Task to carry out
For each line below that includes the word "instance", make a copy.

---- Exercise data

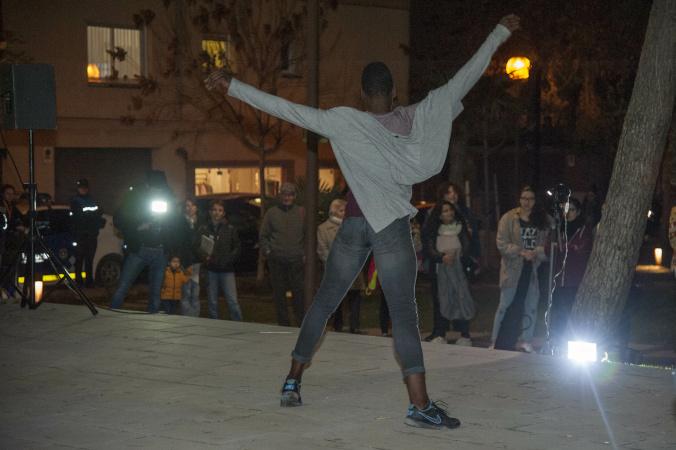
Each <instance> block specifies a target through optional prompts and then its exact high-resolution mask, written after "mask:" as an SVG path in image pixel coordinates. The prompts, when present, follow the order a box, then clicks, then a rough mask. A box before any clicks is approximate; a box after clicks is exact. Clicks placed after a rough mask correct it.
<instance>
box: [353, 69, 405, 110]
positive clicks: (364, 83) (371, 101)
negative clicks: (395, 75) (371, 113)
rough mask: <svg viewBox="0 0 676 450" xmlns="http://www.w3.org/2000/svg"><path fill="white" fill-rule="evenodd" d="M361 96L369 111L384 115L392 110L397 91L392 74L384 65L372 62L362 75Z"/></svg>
mask: <svg viewBox="0 0 676 450" xmlns="http://www.w3.org/2000/svg"><path fill="white" fill-rule="evenodd" d="M361 96H362V99H364V103H365V104H366V109H367V110H368V111H371V112H374V113H377V114H382V113H386V112H389V111H391V110H392V104H393V102H394V98H395V97H396V96H397V90H396V89H395V87H394V81H393V79H392V73H391V72H390V69H388V68H387V66H386V65H385V64H384V63H381V62H372V63H370V64H369V65H367V66H366V67H365V68H364V71H363V72H362V74H361Z"/></svg>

--------

Answer box
Each <instance> block specifies a target through optional prompts and then its exact high-resolution mask, written after "mask:" as an SVG path in image pixel coordinates. The prompts, when present, follow the order a box, then clicks, then a rough mask. A box before any clicks is approximate; a box after clicks is exact. Clicks placed after a rough mask correct it.
<instance>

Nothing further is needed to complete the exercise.